EXERCISE AIM: Reproduce the following listing verbatim, line for line, from beginning to end.

PROVIDED INFORMATION:
────────────────

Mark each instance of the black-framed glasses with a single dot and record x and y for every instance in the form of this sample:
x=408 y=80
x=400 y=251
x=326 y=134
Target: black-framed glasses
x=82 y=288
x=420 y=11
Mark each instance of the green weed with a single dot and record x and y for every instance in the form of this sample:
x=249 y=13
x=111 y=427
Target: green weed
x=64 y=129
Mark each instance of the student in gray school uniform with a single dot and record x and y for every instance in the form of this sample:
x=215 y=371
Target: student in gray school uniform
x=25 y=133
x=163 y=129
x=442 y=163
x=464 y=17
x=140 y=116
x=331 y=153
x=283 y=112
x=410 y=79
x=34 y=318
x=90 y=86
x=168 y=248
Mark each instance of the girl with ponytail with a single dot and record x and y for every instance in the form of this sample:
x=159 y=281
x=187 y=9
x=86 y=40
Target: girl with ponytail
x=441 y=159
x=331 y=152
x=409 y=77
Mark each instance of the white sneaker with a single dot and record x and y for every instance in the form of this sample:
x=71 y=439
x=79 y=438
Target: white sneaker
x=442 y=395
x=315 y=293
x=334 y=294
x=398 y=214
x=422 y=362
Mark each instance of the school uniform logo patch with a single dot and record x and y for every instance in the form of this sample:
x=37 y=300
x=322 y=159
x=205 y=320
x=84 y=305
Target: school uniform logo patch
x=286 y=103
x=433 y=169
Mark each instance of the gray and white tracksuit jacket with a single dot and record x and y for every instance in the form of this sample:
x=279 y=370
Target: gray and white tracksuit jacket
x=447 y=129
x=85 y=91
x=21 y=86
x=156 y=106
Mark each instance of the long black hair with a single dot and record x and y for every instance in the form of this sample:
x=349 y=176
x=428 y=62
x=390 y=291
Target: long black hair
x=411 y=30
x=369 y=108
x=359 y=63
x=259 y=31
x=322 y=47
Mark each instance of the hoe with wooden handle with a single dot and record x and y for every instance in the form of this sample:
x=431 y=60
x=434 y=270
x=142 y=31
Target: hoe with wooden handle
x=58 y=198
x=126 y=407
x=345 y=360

────────────────

REPLY:
Mark each instance of the black-framed glasses with a single dot and record x and y for every instance in the form of this sample:
x=408 y=80
x=400 y=251
x=326 y=134
Target: black-framed glasses
x=82 y=288
x=420 y=11
Mark each instance of the green weed with a single dot and record x and y for every instance in the form of this sample:
x=249 y=13
x=111 y=427
Target: green weed
x=64 y=129
Mark each instance of the student in gray school uniform with a single dot and record x and y for every instance in the form of this sample:
x=215 y=371
Target: student in gray school uniform
x=25 y=133
x=163 y=129
x=442 y=163
x=464 y=17
x=140 y=116
x=331 y=153
x=283 y=112
x=410 y=79
x=34 y=318
x=90 y=86
x=168 y=248
Mark each instance of the girl with ponytail with a single dot and record x and y for every instance in the form of this sample:
x=159 y=281
x=187 y=9
x=86 y=40
Target: girl with ponytail
x=441 y=159
x=331 y=152
x=409 y=77
Mark each instance of the white sneaker with a single dot and record x and y for every instance in the form of this sample:
x=71 y=439
x=79 y=438
Target: white sneaker
x=442 y=395
x=315 y=293
x=334 y=294
x=398 y=214
x=422 y=362
Mark each instance of the school uniform logo patch with a single dot and record x and y for every instance in the form of this sample:
x=37 y=300
x=322 y=159
x=205 y=320
x=84 y=305
Target: school uniform logo patch
x=286 y=103
x=433 y=169
Mark each instance of the gray and white tracksuit jacket with a single dot and record x and y for every instance in the form of this sample:
x=279 y=370
Target: gray and white tracksuit jacket
x=447 y=129
x=85 y=91
x=21 y=86
x=156 y=106
Mark each instance of the long black hair with a single dot and record x and y for every instance in the form of this sample:
x=349 y=176
x=428 y=62
x=390 y=291
Target: long black hair
x=411 y=30
x=369 y=108
x=359 y=63
x=259 y=31
x=322 y=47
Mark each instance of the hoe with wooden handle with a single dot and record x and y for every instance in the form of this sample:
x=431 y=60
x=434 y=270
x=142 y=31
Target: hoe with wooden handle
x=58 y=198
x=126 y=407
x=345 y=360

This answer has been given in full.